Exercise brief: Continue the passage criticizing Samuelson's claim that the world is "being pulled further apart," starting right after its last question about the Guatemalan Civil War.

**** Passage shown

Finally, Samuelson provides another example of sloppy thinking, the claim that “we’re being pulled further apart by deep and durable ethnic, religious, historical and nationalistic claims,” after which he notes as examples “terrorism, cyber warfare, mass migrations and Ebola.” (Ebola?) The term “further” is a comparative. Further than when? Further than one year ago, or ten years ago, or twenty or thirty years ago? There is at present a low-level war going on in Ukraine (with about 2,100 deaths so far) and there is a far more brutal civil war raging in Iraq and Syria (the latter certainly a legacy of the invasion of Iraq by the U.S. government, an invasion that Samuelson peddled in 2002 as “a war we can afford.”) A long-term decline is consistent with short-term upticks. Any time a writer states that something is “bigger,” “deeper,” or “further,” one should ask, “compared to what?” Compared to the Cold War? Compared to the Iraq-Iran war that killed hundreds and hundreds of thousands on both sides? Compared to the massacre in Rwanda (500,000 to 1,000,000 killed) or the Guatemalan Civil War (140,000 to 200,000 killed)?

********
**** Data to examine

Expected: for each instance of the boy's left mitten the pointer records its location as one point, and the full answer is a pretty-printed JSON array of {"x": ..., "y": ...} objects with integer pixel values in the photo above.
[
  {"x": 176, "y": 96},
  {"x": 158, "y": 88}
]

********

Answer to this problem:
Careful writers should, usually, avoid terms such as “never” and “always.” Especially when the thesis is one of probability. They should refrain from triumphantly claiming to have refuted a thesis of probability on the basis of one or two instances. And they should tell us what the baseline is when asserting, “we’re being pulled further apart.”
Samuelson is normally a careful writer. I hope he returns to his usual style of logical analysis and careful weighing of evidence. Free trade makes war less likely, not impossible. And when it comes to war, less likely is still very good.